What this task involves >> Rewrite the entries from the line containing "written like (136,242)." through the end, substituting "oak tree" for every "tree" and leaving everything else unchanged.

Provided information >>
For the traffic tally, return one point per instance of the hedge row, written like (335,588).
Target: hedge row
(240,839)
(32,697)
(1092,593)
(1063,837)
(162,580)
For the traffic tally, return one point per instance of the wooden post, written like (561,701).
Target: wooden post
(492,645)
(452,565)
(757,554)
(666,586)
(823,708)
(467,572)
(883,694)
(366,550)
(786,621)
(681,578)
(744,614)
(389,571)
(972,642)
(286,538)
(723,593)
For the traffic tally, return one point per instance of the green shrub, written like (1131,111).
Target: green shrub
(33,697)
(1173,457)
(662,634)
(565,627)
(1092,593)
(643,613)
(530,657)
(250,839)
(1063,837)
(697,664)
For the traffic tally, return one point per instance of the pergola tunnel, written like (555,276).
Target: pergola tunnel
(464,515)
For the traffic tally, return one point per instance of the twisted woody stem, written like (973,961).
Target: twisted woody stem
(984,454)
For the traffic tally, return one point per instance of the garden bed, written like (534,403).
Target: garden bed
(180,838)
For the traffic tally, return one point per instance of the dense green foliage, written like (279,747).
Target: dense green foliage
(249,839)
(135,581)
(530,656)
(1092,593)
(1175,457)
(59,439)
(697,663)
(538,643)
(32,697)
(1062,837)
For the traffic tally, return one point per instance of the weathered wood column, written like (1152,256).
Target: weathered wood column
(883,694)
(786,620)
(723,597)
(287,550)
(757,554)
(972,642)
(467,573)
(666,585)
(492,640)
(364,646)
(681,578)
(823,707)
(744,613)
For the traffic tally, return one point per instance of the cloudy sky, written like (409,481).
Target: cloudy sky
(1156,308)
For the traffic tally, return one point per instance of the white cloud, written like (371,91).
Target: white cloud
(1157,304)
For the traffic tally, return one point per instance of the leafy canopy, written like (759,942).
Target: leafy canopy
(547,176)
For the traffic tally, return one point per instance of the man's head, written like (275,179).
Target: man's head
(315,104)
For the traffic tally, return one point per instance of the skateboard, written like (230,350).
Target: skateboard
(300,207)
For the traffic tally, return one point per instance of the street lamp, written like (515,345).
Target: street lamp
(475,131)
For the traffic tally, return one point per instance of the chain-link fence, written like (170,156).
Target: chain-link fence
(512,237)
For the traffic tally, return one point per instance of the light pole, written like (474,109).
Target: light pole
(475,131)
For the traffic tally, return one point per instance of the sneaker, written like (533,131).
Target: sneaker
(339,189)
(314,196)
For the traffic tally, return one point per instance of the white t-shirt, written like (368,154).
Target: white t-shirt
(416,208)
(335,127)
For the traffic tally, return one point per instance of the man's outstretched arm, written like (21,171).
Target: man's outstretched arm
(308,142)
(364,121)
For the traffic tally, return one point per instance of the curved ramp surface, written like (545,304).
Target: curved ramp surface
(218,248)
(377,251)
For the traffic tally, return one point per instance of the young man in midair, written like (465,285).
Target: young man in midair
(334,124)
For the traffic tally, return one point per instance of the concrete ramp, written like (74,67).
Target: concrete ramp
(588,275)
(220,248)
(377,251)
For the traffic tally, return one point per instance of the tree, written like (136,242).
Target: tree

Solution to this task >>
For the traffic tally, return one point per instance of the oak tree, written like (136,242).
Target: oak tree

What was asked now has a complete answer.